### [WHAT YOU NEED TO DO]
Using the listing below, return each line exactly as it reads.

### [DATA SUPPLIED]
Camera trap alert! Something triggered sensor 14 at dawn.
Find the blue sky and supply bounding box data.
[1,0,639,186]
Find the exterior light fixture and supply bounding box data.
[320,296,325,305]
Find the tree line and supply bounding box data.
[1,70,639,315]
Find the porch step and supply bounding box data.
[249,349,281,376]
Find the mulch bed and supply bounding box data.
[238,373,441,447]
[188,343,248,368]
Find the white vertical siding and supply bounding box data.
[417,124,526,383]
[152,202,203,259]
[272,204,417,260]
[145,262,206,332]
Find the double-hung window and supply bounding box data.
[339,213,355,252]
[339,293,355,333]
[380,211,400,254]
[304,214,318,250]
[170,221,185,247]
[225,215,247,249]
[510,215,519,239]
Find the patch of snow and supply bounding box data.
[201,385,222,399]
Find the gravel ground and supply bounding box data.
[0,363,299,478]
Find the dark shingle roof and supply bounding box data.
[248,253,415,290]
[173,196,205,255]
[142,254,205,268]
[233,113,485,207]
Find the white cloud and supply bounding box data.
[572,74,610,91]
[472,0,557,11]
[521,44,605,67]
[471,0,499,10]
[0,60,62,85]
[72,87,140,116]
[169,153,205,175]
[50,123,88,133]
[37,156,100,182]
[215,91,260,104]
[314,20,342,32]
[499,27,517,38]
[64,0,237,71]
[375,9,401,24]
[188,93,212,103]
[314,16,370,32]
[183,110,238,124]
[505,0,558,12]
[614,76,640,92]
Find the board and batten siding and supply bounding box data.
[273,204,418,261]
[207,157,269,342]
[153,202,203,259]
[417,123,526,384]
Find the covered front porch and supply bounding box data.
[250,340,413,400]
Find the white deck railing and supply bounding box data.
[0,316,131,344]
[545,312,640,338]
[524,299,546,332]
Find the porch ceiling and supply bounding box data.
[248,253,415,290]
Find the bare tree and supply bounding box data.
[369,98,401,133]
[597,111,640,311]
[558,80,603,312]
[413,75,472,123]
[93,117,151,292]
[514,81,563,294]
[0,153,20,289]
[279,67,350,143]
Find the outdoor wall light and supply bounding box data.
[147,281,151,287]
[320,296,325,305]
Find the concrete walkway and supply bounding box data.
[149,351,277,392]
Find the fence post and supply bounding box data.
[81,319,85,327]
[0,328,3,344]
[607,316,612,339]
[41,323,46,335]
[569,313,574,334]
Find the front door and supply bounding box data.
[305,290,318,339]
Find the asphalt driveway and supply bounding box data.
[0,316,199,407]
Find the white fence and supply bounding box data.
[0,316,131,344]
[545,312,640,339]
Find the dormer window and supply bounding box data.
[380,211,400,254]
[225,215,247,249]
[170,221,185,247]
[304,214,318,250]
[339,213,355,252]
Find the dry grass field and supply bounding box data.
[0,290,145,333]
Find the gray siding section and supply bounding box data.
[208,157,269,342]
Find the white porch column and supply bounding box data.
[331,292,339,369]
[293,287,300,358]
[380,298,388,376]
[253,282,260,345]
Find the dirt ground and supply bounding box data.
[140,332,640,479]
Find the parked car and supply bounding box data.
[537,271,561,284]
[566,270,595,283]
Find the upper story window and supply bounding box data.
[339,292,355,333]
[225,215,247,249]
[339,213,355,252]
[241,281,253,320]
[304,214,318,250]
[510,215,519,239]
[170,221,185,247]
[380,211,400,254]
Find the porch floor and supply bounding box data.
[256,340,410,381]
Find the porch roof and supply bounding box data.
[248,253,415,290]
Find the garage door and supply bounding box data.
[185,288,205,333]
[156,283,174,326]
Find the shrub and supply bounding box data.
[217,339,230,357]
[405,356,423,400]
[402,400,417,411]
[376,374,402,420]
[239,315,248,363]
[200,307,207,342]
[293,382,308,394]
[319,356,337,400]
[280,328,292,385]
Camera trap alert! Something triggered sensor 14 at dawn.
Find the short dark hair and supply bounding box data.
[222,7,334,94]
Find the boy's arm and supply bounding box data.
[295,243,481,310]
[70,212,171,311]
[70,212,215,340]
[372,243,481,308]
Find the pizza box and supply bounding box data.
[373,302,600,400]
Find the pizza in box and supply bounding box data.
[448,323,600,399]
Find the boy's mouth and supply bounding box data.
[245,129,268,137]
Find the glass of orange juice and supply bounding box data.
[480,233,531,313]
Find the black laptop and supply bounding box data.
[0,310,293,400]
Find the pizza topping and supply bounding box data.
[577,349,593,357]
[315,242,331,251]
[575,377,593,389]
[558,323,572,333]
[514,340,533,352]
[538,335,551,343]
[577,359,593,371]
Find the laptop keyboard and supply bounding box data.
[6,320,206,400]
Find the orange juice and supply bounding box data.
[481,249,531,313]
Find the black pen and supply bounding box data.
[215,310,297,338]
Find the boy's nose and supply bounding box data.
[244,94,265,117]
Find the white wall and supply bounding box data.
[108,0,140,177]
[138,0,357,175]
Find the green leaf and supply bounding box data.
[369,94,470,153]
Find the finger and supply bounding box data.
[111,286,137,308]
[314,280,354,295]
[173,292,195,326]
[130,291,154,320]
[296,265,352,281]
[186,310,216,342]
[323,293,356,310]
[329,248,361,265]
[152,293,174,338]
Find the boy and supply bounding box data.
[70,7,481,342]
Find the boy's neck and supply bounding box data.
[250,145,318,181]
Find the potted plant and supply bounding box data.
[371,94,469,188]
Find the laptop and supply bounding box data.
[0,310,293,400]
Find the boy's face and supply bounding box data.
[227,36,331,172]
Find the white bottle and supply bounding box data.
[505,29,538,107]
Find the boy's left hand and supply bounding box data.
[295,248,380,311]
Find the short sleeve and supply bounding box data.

### [OUTPUT OF THE EXERCISE]
Camera trap alert! Something triggered sensor 14 at dawn.
Find the blue sky and supply bounding box data.
[1,0,639,186]
Find the exterior light fixture and supply bounding box data.
[320,296,325,305]
Find the tree line and supply bounding box data.
[1,70,639,315]
Find the porch step and supply bounding box data.
[249,349,281,376]
Find the mulch bed and supply bounding box data.
[238,373,441,447]
[188,343,248,368]
Find the white vertical siding and supply bounding box data.
[417,124,526,383]
[152,202,203,259]
[272,204,417,260]
[145,262,206,332]
Find the double-hung window and supply bounding box data.
[339,213,355,252]
[339,293,355,333]
[380,211,400,254]
[304,214,318,250]
[170,221,185,247]
[225,215,247,249]
[510,215,519,239]
Find the patch of snow and supply bounding box data.
[201,385,222,399]
Find the gravel ground and supply bounding box data.
[0,363,299,478]
Find the dark shingle roof and supply bounding box data.
[248,253,415,290]
[173,196,205,255]
[142,254,205,268]
[233,113,485,207]
Find the white cloud and supply bounding box data.
[572,74,610,91]
[472,0,557,11]
[521,44,605,67]
[471,0,499,10]
[0,60,62,85]
[72,87,140,116]
[169,153,205,175]
[50,123,88,133]
[37,156,100,182]
[215,91,260,104]
[314,20,342,32]
[499,27,517,38]
[64,0,237,71]
[375,9,401,24]
[188,93,212,103]
[314,16,370,32]
[183,110,238,124]
[505,0,558,12]
[614,76,640,92]
Find the board and batten siding and supply bounding box data.
[273,204,418,261]
[207,157,269,342]
[153,202,203,259]
[417,123,526,384]
Find the covered front porch and supply bounding box data.
[250,340,413,400]
Find the white deck railing and supply bounding box data.
[0,316,131,344]
[545,312,640,338]
[524,299,546,332]
Find the porch ceiling and supply bounding box data.
[248,253,415,290]
Find the bare tree and supply bounding box data.
[369,98,401,133]
[597,111,640,311]
[558,80,603,312]
[413,75,472,123]
[93,117,151,292]
[514,81,563,294]
[0,153,20,289]
[279,67,350,143]
Find the outdoor wall light and supply bounding box data.
[147,281,151,287]
[320,296,325,305]
Find the concrete walkway and supply bounding box data.
[149,351,277,392]
Find the fence post and supply bounding box data.
[81,319,85,327]
[0,328,3,344]
[607,316,612,339]
[41,323,46,335]
[569,313,574,334]
Find the front door and supply bounding box data.
[305,290,318,339]
Find the asphalt driveway and supply bounding box data.
[0,316,199,407]
Find the white fence and supply bounding box data.
[0,316,131,344]
[545,312,640,339]
Find the dormer window and supply bounding box data.
[380,211,400,254]
[225,215,247,249]
[170,221,185,247]
[304,214,318,250]
[339,213,355,252]
Find the dry grass field and supply bounding box data.
[0,290,145,333]
Find the gray siding section and supply bounding box data.
[208,157,269,342]
Find the white porch column and supply bounding box data.
[331,292,339,369]
[293,287,300,358]
[380,298,388,376]
[253,282,260,345]
Find the dirt ground and supply bounding box data.
[140,332,640,479]
Find the parked car and supply bounding box data.
[537,271,561,284]
[566,270,595,283]
Find the upper story window and supply bounding box data.
[339,292,355,333]
[225,215,247,249]
[339,213,355,252]
[241,281,253,320]
[304,214,318,250]
[510,215,519,239]
[170,221,185,247]
[380,211,400,254]
Find the porch floor and supply bounding box data.
[256,340,410,381]
Find the porch roof and supply bounding box data.
[248,253,415,290]
Find the garage door and supply bounding box data.
[185,288,205,333]
[156,283,174,326]
Find the shrub and supply bounding box data.
[217,339,230,357]
[405,356,423,400]
[402,400,417,411]
[376,374,402,420]
[239,315,248,363]
[200,307,207,342]
[293,382,308,394]
[319,356,337,400]
[280,328,292,385]
Camera trap alert! Something triggered sensor 14 at dawn.
Find the short dark hair and supply bounding box data.
[222,7,334,94]
Find the boy's arm and supply bounding box data.
[295,243,481,310]
[70,212,171,311]
[70,212,215,340]
[372,243,481,308]
Find the pizza box and supply bounding box data.
[373,302,600,400]
Find the pizza in box and supply bounding box data.
[448,323,600,399]
Find the boy's mouth and supply bounding box data.
[245,129,268,137]
Find the glass of orange juice and supply bounding box data.
[480,233,531,313]
Find the black laptop and supply bounding box data.
[0,310,293,400]
Find the pizza topping and supply bounding box data.
[577,349,593,357]
[315,242,331,251]
[575,377,593,389]
[558,323,572,333]
[514,340,533,352]
[538,335,551,343]
[577,359,593,371]
Find the laptop keyboard and supply bounding box data.
[6,320,206,400]
Find the orange juice and supply bounding box data.
[481,249,531,313]
Find the black pen and supply bounding box data.
[215,310,297,338]
Find the boy's nose and supply bounding box data.
[244,94,265,117]
Find the white wall and supply bounding box data.
[108,0,140,177]
[138,0,357,175]
Find the green leaf and supply bounding box data.
[369,94,470,153]
Find the finger and supply bounding box data.
[111,286,137,308]
[314,280,354,295]
[173,292,195,326]
[130,291,154,320]
[296,265,352,281]
[186,310,216,342]
[323,293,356,310]
[329,248,361,265]
[152,293,174,338]
Find the boy and supply bounding box data.
[70,7,481,342]
Find the boy's neck and supply bounding box data.
[250,145,318,181]
Find the potted plant and supply bounding box data.
[371,94,469,188]
Find the laptop and supply bounding box data.
[0,310,293,400]
Find the boy's face and supply bounding box data.
[227,36,331,172]
Find the white bottle and supply bounding box data.
[505,29,538,107]
Find the boy's left hand and supply bounding box data.
[295,248,380,311]
Find the short sleeve and supply bounding box data.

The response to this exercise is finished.